### [JOB 1]
In the scooter review, repeat word for word the span from "Starting in the" up to and including "throughout this test.".

Here at MO we like scooters, especially big ones. Laugh if you want, but when it comes to practical, versatile, comfortable, and fun two-wheeled transportation, scooters often get overlooked. Well, we’re here to give them their fair share. What other motorcycle will take you to the grocery store, have room for the box of cereal, gallon of milk and six-pack of beer you just bought, then welcome the chance to take the twisty road back home – all while having your left hand free to sip a latte?
Starting in the engine department, these four parallel-Twins are remarkably evenly matched, and each can easily haul to 80 mph (or more) quicker than many cars on the road. The Kymco and its 699.5cc engine might be the biggest surprise. Kymco claims 59 hp and 46 ft.-lb. of torque, which is one horse and three ft.-lb. less than the 647cc BMW.
We thought it would flex its muscle in dominating fashion. Instead, FNG Evans Brasfield felt it was sluggish off the line, while Head Cheese Kevin Duke felt it to be excessively vibey. That said, both Kevin and minivan editor Tom Roderick praised the torque and passing power, with Duke saying, “it feels almost like a diesel, with buckets of low-end torque.” We’re impressed at Kymco’s effort at a big-bore engine, but all of us wished for more refinement – a theme that would be carried throughout this test.
At the other end of the spectrum, Honda’s smallest-in-class 582cc mill tried its best to punch above its weight. With a claimed 49.6 hp and 39.8 ft.-lbs., “acceleration potential is likely quick enough for the majority of riders interested in such a machine,” says Duke, “but it’s outgunned in this relatively hi-po group.” Still, it emits a pleasing exhaust growl that could fool its rider into thinking they are going faster than they really are. Ultimately, it’s likely that if you’re looking at the Silver Wing, zero-to-60 and quarter-mile times aren’t a priority.
Scooter Power For Cars
The 647cc parallel-Twin in the C650GT can also be found in one of the most advanced cars on the road, BMW’s new i3 automobile. Designed for pure electric use, with a 22-kWh battery providing as much as 125 miles of range, the i3 can be equipped with the C650’s engine to extend range beyond battery-storage limitations.

### [RECORDS SHOWN]

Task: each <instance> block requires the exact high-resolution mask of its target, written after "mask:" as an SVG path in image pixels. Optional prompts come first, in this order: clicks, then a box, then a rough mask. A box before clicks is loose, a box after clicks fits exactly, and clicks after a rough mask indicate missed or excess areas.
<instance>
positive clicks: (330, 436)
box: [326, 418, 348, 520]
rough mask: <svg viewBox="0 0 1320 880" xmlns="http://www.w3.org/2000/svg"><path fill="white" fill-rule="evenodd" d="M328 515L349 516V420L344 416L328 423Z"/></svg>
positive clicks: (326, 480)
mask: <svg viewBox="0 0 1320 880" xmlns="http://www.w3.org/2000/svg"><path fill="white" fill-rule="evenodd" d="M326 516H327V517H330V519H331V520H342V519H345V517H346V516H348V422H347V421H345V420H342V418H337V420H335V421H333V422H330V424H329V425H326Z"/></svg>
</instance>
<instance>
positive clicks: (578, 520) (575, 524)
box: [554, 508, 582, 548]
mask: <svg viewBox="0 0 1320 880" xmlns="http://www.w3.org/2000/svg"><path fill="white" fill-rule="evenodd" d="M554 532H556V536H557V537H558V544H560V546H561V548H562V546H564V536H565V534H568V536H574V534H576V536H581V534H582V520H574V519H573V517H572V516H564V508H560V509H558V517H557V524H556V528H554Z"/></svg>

--

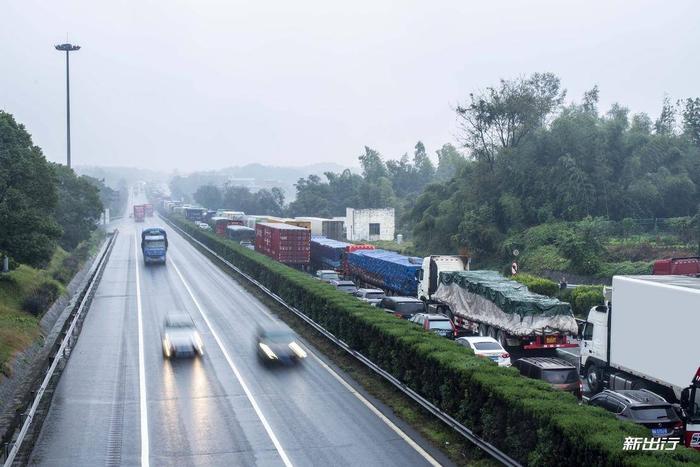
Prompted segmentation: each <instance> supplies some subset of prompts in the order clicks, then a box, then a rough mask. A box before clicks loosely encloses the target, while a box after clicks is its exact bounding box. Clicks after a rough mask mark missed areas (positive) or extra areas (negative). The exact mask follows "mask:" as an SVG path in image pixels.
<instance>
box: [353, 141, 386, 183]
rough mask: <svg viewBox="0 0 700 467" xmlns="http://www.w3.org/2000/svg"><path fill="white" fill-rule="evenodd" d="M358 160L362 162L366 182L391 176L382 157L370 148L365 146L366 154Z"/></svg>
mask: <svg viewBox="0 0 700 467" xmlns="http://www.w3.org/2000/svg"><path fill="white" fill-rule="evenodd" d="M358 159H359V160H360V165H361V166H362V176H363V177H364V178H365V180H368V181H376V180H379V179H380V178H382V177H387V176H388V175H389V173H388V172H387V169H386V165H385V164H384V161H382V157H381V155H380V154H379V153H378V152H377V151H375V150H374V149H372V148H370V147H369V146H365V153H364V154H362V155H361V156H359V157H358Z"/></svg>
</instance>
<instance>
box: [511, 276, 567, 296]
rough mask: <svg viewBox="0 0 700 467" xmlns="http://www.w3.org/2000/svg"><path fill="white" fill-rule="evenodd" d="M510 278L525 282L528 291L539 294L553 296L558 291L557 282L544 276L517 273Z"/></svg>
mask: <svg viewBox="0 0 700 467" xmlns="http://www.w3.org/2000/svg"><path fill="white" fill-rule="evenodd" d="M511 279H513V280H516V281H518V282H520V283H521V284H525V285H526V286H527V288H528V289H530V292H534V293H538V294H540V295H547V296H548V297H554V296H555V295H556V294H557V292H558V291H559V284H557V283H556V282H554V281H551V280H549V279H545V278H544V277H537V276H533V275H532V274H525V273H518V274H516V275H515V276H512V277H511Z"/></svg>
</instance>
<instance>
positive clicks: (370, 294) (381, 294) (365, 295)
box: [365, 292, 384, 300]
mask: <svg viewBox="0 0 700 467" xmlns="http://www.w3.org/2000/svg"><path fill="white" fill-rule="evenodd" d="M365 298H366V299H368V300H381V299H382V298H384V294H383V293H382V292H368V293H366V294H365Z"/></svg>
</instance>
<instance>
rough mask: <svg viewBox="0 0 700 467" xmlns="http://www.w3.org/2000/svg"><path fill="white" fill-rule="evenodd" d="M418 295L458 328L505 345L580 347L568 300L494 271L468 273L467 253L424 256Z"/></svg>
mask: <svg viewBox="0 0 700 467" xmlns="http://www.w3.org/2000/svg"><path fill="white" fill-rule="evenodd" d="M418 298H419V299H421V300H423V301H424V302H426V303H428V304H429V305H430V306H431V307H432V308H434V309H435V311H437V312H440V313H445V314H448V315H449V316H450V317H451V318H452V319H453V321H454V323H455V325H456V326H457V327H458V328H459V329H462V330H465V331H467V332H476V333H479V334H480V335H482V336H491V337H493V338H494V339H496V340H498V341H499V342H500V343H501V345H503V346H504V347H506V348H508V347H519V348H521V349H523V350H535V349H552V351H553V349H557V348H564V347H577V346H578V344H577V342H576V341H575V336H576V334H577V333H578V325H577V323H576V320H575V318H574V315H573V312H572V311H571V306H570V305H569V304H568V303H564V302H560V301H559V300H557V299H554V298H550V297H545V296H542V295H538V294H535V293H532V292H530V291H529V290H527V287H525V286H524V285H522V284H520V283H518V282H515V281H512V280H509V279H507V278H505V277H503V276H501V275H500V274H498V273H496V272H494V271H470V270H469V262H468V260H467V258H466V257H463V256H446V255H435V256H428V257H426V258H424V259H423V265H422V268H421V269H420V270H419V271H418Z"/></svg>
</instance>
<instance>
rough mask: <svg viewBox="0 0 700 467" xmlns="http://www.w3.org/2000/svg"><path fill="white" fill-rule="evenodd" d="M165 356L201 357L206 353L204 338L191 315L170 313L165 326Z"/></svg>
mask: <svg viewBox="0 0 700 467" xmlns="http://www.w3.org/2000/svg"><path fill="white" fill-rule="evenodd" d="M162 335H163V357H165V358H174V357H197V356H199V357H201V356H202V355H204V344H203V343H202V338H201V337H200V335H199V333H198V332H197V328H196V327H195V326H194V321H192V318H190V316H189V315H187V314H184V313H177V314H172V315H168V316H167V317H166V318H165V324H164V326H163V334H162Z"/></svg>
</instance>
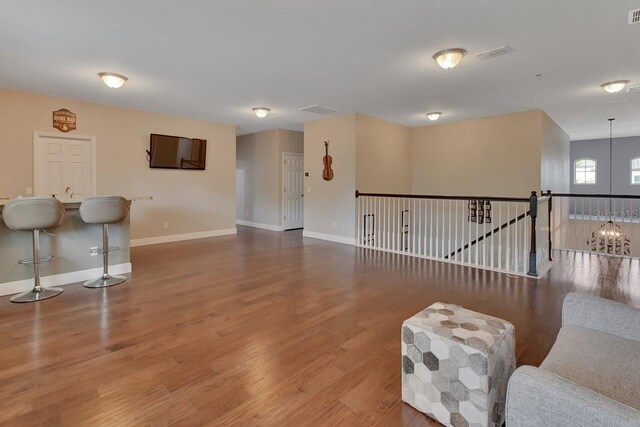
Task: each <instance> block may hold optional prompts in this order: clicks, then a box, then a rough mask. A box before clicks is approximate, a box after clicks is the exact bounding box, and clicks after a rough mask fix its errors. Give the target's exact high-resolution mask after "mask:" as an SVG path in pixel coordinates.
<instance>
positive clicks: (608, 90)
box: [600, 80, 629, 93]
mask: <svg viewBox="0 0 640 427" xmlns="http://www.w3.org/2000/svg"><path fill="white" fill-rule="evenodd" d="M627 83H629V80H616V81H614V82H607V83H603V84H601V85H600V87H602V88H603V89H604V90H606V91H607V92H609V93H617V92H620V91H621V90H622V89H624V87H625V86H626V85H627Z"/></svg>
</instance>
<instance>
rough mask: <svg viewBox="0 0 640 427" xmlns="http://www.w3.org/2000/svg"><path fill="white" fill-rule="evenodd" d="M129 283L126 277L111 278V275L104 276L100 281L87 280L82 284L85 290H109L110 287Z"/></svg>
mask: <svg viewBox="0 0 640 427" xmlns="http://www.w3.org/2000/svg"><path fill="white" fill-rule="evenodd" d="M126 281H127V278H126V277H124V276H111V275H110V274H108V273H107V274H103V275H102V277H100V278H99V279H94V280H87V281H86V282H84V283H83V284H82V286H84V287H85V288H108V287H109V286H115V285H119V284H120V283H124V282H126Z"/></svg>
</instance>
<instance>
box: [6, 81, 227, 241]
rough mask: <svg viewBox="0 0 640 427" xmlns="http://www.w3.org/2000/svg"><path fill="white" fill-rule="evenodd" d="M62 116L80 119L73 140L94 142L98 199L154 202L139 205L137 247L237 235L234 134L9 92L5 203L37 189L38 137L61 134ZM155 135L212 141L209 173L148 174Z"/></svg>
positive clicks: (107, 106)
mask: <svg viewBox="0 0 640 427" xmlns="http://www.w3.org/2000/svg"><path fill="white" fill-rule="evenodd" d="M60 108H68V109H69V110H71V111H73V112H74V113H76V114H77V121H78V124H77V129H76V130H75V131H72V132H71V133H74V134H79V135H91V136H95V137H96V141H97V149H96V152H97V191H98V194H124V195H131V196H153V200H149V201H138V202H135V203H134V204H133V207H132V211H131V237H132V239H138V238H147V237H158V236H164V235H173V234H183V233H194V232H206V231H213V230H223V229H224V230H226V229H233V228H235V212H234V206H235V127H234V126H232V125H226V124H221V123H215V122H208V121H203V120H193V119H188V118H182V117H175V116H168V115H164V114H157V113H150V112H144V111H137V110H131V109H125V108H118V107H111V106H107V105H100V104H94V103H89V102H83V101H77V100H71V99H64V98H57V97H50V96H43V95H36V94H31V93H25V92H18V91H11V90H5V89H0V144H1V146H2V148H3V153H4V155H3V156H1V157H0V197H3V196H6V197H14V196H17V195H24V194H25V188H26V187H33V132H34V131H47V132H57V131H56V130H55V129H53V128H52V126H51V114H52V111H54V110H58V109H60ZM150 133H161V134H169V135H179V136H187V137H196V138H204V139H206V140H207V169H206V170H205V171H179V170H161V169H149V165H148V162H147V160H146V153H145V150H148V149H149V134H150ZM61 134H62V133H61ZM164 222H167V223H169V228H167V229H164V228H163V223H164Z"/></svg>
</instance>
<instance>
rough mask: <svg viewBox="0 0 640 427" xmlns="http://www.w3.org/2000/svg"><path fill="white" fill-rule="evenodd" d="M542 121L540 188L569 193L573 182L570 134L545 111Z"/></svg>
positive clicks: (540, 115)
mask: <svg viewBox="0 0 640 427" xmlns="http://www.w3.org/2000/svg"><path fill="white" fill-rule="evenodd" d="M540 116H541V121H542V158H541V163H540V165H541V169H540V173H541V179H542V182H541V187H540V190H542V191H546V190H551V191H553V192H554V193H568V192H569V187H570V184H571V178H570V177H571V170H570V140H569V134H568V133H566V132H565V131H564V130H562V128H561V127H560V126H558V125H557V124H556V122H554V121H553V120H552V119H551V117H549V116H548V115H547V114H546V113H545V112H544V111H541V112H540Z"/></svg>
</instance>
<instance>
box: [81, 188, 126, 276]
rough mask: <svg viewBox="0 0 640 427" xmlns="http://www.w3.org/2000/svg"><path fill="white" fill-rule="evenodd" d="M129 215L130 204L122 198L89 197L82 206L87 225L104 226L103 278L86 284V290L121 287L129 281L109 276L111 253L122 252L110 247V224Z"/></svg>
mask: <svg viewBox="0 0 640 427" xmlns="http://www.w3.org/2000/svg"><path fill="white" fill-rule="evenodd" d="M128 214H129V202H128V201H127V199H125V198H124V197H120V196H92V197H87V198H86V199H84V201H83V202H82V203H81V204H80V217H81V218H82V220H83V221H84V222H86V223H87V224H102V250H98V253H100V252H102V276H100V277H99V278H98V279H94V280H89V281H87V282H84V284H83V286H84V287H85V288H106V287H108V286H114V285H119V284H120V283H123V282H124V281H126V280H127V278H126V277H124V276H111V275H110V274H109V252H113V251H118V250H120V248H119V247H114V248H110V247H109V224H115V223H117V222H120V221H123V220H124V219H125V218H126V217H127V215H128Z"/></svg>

---

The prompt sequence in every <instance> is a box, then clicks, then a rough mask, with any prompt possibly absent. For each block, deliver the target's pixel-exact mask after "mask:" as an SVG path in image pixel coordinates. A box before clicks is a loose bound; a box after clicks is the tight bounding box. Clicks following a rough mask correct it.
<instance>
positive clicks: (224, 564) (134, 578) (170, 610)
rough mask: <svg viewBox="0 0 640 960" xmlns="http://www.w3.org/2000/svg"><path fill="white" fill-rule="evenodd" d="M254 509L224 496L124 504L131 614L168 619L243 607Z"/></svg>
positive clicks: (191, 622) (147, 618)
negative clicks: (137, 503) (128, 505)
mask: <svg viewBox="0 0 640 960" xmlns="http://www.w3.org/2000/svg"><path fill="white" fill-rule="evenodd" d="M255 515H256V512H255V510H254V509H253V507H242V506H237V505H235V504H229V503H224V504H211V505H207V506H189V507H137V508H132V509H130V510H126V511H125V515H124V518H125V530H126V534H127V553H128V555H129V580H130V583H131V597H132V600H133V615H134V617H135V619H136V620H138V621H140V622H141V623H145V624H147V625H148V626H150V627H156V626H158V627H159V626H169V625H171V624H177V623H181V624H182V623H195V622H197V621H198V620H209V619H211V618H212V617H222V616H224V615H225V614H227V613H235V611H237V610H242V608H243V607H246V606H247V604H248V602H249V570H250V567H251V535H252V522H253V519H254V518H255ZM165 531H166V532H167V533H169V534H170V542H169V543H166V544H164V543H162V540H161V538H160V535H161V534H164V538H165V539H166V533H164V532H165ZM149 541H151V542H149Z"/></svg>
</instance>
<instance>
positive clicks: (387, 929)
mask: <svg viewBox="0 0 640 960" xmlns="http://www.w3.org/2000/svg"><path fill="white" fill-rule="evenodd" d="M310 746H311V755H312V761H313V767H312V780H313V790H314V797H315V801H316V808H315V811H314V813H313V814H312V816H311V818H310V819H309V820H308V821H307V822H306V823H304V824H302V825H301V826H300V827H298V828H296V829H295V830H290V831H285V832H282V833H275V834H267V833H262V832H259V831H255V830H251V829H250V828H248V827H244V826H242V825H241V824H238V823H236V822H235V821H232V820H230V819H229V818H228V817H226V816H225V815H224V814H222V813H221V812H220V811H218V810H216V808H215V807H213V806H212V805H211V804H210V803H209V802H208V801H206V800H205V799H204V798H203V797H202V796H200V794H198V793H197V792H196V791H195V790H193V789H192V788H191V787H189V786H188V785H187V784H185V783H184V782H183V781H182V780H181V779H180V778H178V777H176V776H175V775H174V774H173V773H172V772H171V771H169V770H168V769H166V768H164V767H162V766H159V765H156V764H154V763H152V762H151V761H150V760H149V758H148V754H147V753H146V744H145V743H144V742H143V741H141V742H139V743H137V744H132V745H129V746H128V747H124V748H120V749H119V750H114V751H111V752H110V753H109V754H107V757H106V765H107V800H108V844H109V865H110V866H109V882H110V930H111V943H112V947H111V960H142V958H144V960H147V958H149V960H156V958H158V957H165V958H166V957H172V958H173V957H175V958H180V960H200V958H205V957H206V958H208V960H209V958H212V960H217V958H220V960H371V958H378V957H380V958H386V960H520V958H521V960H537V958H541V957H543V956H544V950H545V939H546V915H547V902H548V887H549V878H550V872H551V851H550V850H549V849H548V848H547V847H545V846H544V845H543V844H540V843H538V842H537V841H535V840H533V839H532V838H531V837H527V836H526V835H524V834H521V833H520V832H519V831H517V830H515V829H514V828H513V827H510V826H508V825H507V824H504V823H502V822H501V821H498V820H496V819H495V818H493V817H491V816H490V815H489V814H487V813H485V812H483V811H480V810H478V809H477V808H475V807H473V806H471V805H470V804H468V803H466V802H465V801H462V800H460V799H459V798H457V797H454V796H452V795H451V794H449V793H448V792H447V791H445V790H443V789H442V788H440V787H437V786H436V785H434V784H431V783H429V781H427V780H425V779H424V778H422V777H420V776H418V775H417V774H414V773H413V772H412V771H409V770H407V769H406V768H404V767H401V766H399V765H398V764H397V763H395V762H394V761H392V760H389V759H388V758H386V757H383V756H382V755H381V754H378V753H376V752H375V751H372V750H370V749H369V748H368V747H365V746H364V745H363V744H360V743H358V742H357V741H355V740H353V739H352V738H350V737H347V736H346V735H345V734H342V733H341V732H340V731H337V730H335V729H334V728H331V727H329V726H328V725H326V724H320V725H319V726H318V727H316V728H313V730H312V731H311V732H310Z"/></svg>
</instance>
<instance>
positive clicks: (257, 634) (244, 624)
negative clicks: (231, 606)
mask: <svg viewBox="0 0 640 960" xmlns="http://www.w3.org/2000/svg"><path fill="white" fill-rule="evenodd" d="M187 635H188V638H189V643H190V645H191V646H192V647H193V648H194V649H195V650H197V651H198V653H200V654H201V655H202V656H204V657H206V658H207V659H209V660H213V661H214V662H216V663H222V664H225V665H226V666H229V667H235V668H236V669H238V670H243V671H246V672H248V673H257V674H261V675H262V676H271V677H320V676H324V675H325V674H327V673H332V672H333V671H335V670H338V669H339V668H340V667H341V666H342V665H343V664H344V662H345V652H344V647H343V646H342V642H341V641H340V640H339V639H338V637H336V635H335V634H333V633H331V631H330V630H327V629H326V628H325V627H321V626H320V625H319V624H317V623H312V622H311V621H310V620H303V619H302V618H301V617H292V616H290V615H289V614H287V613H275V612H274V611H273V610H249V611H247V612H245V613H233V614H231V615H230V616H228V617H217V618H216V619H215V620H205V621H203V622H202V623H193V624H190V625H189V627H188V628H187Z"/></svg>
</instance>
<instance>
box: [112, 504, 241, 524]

### [JOB 2]
Gather every line of the entries that contains the string "Give", matching case exactly.

### [REPLY 1]
Starting in the engine department, these four parallel-Twins are remarkably evenly matched, and each can easily haul to 80 mph (or more) quicker than many cars on the road. The Kymco and its 699.5cc engine might be the biggest surprise. Kymco claims 59 hp and 46 ft.-lb. of torque, which is one horse and three ft.-lb. less than the 647cc BMW.
We thought it would flex its muscle in dominating fashion. Instead, FNG Evans Brasfield felt it was sluggish off the line, while Head Cheese Kevin Duke felt it to be excessively vibey. That said, both Kevin and minivan editor Tom Roderick praised the torque and passing power, with Duke saying, “it feels almost like a diesel, with buckets of low-end torque.” We’re impressed at Kymco’s effort at a big-bore engine, but all of us wished for more refinement – a theme that would be carried throughout this test.

### [REPLY 2]
Task: each <instance> block may hold optional prompts in this order: clicks, then a box, then a rough mask. A box before clicks is approximate, a box after clicks is the exact bounding box, and clicks after a rough mask fix its errors. Give the target's exact high-resolution mask after "mask:" as an SVG path in pixel coordinates.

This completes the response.